Start of Given records
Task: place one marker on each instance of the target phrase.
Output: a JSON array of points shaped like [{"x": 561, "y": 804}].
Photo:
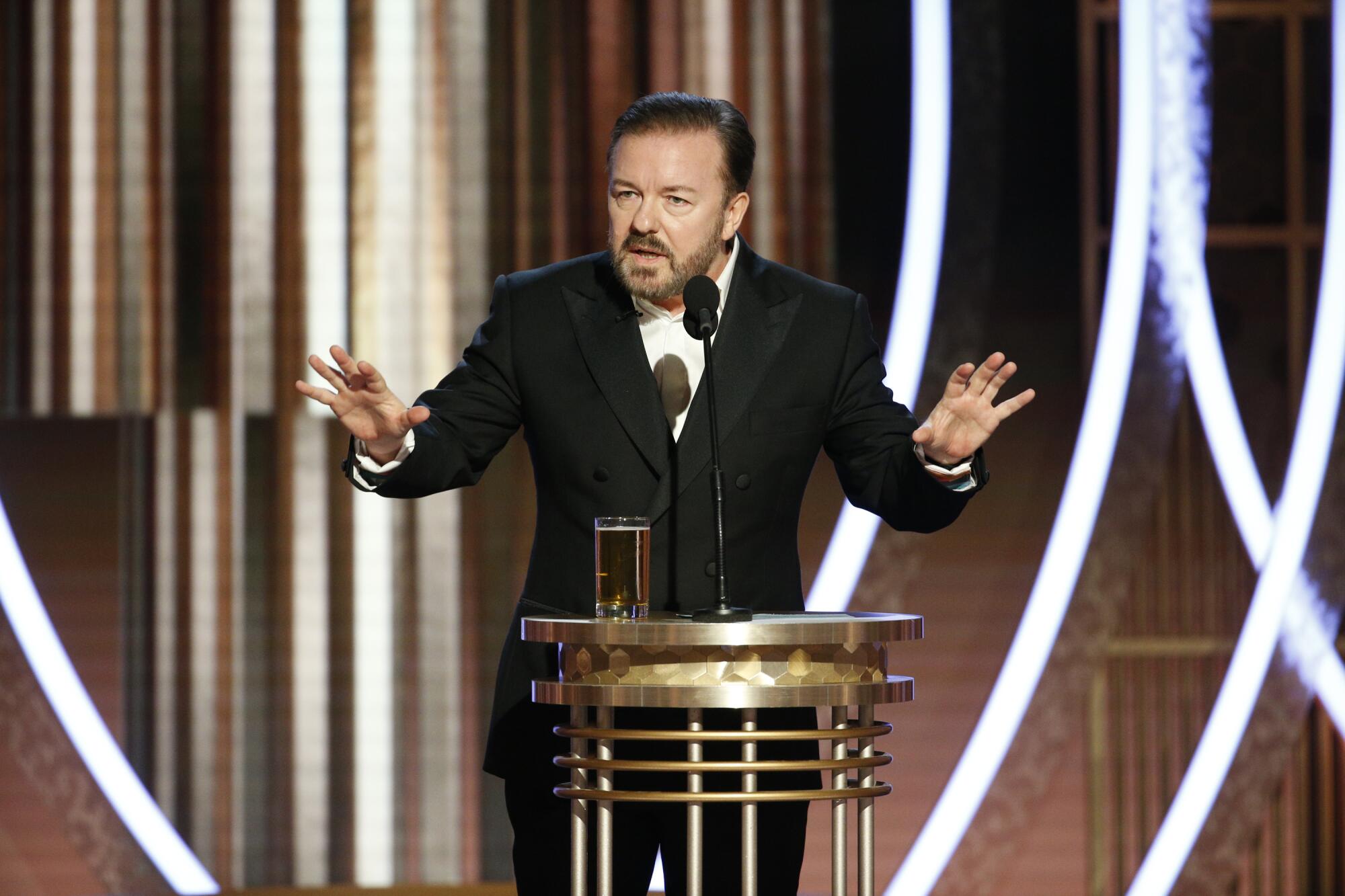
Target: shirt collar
[{"x": 722, "y": 282}]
End of Given records
Request —
Reproduce every entry above in full, line by line, but add 148 to each x and y coordinate in the answers. Leave the pictures out.

Reply to the exercise —
Task: place one marker on each instance of the target phrase.
Output: a JSON array of points shaped like [{"x": 561, "y": 804}].
Photo:
Target: shirt collar
[{"x": 870, "y": 430}]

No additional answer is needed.